Copy every record word for word.

Records of labeled points
* * *
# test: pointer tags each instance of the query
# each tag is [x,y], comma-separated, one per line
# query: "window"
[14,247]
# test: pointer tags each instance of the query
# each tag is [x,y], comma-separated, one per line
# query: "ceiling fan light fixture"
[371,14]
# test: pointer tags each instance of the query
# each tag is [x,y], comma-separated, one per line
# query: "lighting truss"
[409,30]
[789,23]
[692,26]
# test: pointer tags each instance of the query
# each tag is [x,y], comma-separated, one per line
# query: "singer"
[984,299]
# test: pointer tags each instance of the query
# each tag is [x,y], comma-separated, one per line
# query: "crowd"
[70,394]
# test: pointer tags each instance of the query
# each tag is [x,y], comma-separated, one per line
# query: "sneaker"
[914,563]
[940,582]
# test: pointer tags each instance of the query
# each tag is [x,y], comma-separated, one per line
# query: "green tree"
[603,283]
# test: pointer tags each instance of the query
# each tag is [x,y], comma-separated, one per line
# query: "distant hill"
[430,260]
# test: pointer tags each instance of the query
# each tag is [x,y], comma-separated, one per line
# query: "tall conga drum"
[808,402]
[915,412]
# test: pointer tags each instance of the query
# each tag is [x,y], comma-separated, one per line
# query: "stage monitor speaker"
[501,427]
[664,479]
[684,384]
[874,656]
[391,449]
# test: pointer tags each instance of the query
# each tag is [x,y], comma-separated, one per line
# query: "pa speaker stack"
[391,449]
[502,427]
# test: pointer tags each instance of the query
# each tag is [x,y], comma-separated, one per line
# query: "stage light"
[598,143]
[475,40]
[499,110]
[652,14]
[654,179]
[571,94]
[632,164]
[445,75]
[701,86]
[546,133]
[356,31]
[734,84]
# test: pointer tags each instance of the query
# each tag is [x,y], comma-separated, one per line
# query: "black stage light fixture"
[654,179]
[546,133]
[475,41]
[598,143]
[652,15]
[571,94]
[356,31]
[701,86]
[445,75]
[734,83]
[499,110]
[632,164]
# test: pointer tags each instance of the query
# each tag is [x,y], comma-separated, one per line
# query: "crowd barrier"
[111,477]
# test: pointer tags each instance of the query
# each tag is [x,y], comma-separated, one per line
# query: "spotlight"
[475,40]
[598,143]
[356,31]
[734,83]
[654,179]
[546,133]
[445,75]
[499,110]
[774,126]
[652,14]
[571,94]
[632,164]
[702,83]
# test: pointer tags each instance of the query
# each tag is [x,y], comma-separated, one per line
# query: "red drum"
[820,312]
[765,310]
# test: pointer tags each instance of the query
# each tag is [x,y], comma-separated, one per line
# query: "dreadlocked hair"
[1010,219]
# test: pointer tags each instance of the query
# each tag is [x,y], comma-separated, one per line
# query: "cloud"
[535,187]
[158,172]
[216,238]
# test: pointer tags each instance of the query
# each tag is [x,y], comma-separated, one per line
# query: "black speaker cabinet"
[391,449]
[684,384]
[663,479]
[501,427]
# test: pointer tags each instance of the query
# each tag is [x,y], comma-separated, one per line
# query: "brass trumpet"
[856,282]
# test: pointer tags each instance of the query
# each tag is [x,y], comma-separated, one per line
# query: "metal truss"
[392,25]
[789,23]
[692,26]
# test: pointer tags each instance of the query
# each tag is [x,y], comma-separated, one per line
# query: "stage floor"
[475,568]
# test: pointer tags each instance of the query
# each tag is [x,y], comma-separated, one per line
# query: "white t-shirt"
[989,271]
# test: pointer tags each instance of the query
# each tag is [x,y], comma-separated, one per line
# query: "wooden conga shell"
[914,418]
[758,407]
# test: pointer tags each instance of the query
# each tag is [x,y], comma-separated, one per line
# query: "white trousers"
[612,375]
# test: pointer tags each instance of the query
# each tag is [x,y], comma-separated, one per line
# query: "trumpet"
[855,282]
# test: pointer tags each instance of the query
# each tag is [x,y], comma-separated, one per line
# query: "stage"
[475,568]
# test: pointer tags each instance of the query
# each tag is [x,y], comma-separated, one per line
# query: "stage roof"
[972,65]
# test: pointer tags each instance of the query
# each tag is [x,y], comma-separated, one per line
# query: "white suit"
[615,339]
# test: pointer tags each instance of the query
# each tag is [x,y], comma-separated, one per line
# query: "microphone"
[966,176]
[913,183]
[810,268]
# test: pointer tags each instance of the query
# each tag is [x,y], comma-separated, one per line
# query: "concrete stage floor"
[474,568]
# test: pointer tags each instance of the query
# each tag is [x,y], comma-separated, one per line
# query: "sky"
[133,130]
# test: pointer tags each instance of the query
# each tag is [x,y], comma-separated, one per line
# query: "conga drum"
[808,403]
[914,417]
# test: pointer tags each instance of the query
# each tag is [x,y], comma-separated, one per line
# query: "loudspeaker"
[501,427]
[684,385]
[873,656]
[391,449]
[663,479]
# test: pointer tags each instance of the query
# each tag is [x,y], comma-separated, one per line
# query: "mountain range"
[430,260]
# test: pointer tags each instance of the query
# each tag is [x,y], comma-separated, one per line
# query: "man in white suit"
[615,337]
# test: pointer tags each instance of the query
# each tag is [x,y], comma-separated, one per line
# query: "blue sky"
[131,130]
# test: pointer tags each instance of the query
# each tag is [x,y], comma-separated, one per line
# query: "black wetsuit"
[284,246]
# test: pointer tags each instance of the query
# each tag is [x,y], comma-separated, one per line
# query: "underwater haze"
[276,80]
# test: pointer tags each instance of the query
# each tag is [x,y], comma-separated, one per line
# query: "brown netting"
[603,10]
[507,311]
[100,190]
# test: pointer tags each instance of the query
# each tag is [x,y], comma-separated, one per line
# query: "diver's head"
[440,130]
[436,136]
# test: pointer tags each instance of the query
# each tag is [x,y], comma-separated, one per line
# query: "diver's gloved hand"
* * *
**Task answer**
# test: pointer tags each instance of the query
# each tag is [x,y], comma-separated, one per line
# query: "window"
[14,247]
# test: pointer tags each instance of the query
# each tag is [x,y], comma-separated, one per line
# query: "ceiling fan light fixture"
[371,14]
# test: pointer tags each instance of the query
# each tag is [x,y], comma-separated, one per line
# query: "lighting truss"
[409,30]
[789,23]
[692,26]
# test: pointer tags each instance of the query
# each tag is [x,y], comma-separated, one per line
# query: "singer"
[984,299]
# test: pointer tags each instance of the query
# each tag is [x,y], comma-separated, one per line
# query: "crowd"
[70,394]
# test: pointer tags each instance of the query
# each tag is [x,y], comma-separated, one per line
# query: "sneaker"
[914,563]
[940,582]
# test: pointer tags each instance of the query
# each tag is [x,y], comma-separated, one per line
# query: "green tree"
[603,283]
# test: pointer tags each instance of the query
# each tag is [x,y], comma-separated, one per line
# query: "distant hill"
[430,260]
# test: pointer tags each instance of the query
# each tag is [x,y], comma-separated, one per line
# query: "tall conga drum"
[808,402]
[915,412]
# test: pointer tags each instance of the query
# each tag is [x,y], comma-separated, one per line
# query: "stage monitor speaker"
[501,427]
[664,479]
[684,384]
[874,656]
[391,449]
# test: pointer tags each instance of the query
# each tag is [x,y], comma-separated, one per line
# query: "pa speaker stack"
[391,449]
[502,427]
# test: pointer tags each instance of the query
# each tag is [x,y], comma-separated, one per line
# query: "stage light"
[598,143]
[475,40]
[499,110]
[652,14]
[654,179]
[571,94]
[632,164]
[445,75]
[701,86]
[546,133]
[356,31]
[734,84]
# test: pointer tags each instance of the query
# each tag is [x,y], comma-separated, one per line
# query: "black stage light fixture"
[654,179]
[546,133]
[475,41]
[598,143]
[652,15]
[571,94]
[356,31]
[701,86]
[445,75]
[734,83]
[499,110]
[632,164]
# test: pointer tags each instance of the query
# each tag is [x,y], comma-separated, one per line
# query: "crowd barrier"
[111,477]
# test: pointer tags each instance of the query
# each tag is [x,y], comma-separated, one per line
# query: "spotlight"
[475,40]
[598,143]
[356,31]
[734,83]
[654,179]
[546,133]
[445,75]
[499,110]
[774,126]
[652,14]
[571,94]
[632,164]
[702,83]
# test: pointer tags each instance of the query
# each tag is [x,y], comma-separated, one per line
# query: "red drum"
[820,312]
[765,310]
# test: pointer tags each instance of the query
# each tag is [x,y], comma-separated, one per line
# query: "dreadlocked hair"
[1010,219]
# test: pointer tags each instance of the query
# each tag is [x,y], comma-separated, one per line
# query: "cloud"
[535,187]
[158,172]
[216,238]
# test: pointer tags each instance of the query
# each tag is [x,y], comma-separated, one per line
# query: "black speaker cabinet"
[391,449]
[684,384]
[663,479]
[501,427]
# test: pointer tags each instance of the query
# each tag is [x,y], comma-separated, one per line
# query: "brass trumpet"
[856,282]
# test: pointer tags each instance of the query
# each tag is [x,y], comma-separated, one per line
# query: "metal truss"
[392,25]
[789,23]
[692,26]
# test: pointer tags each instance of the query
# each tag is [x,y], comma-separated, one per line
# query: "stage floor"
[475,568]
# test: pointer tags each instance of the query
# each tag is [x,y], comma-separated, one per line
# query: "white t-shirt"
[989,271]
# test: pointer tags each instance of the query
# each tag is [x,y], comma-separated, one per line
# query: "wooden conga shell"
[914,418]
[758,407]
# test: pointer tags each instance of the query
# each tag is [x,y], comma-separated, one per line
# query: "white trousers"
[612,375]
# test: pointer tags each instance of the query
# each tag is [x,y], comma-separated, one per line
# query: "trumpet"
[855,282]
# test: pointer tags each instance of the query
# each tag is [x,y], comma-separated, one per line
# query: "stage"
[475,568]
# test: pointer tags each instance of the query
# each tag is [x,y], comma-separated, one per line
# query: "stage roof"
[972,65]
# test: pointer tags each instance of the query
# each tag is [x,y], comma-separated, one per line
# query: "white suit"
[615,339]
# test: pointer tags each instance of the query
# each tag is [x,y], comma-separated, one per line
# query: "microphone"
[966,176]
[913,183]
[810,268]
# test: pointer tags each instance of the query
# each tag is [x,y], comma-separated, one per line
# query: "concrete stage floor"
[474,568]
# test: pointer tags each instance of the query
# each tag is [x,y], comma-separated, one per line
# query: "sky"
[133,130]
# test: pointer tags each instance of the query
# each tag is [x,y], comma-separated, one per line
# query: "conga drum"
[808,403]
[914,417]
# test: pointer tags each instance of the query
# each tag is [x,y], comma-separated, one per line
# query: "loudspeaker"
[501,427]
[684,385]
[873,656]
[391,449]
[663,479]
# test: pointer tags each instance of the query
# each tag is [x,y], comma-separated, one per line
# query: "mountain range"
[430,260]
# test: pointer tags each instance of the query
# each tag is [x,y], comma-separated, one per line
# query: "man in white suit"
[615,337]
# test: pointer tags each instance of the query
# each tag is [x,y], comma-separated, one per line
# query: "blue sky"
[131,130]
# test: pointer tags each instance of the query
# each tag is [x,y], comma-separated, one per line
# query: "black wetsuit"
[284,246]
# test: pointer tags each instance of the query
# each tag is [x,y], comma-separated, one per line
# query: "underwater haze"
[276,80]
# test: pointer tags each instance of the query
# each tag is [x,y], comma-separated, one per line
# query: "brown netting"
[603,10]
[507,311]
[100,190]
# test: pointer tags each instance of the query
# each tag is [x,y], comma-separated, one per line
# query: "diver's head"
[440,130]
[436,136]
# test: pointer tags each instance of the query
# each tag is [x,y], comma-separated, one per line
# query: "diver's gloved hand"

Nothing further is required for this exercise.